# THE TASK
Rewrite every line of the records below as a JSON list of strings, one string per line, skipping blank lines. Leave the pictures out of your answer.

LISTED ENTRIES start

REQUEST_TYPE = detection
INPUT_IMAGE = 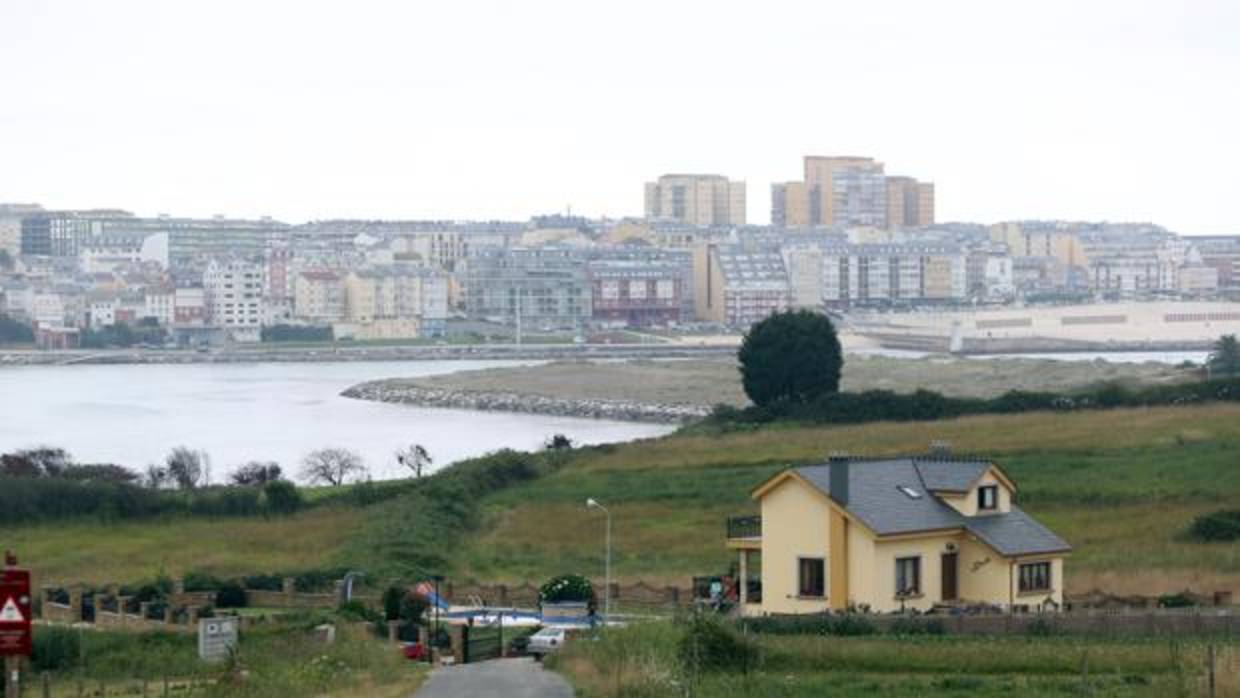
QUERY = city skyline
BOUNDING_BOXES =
[0,1,1240,234]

LISTED ENTRIES end

# ANSWER BELOW
[
  "REQUEST_TYPE = detection",
  "INPUT_IMAGE = ",
  "QUERY = city skyline",
  "BOUNDING_BOXES =",
  "[0,1,1240,234]"
]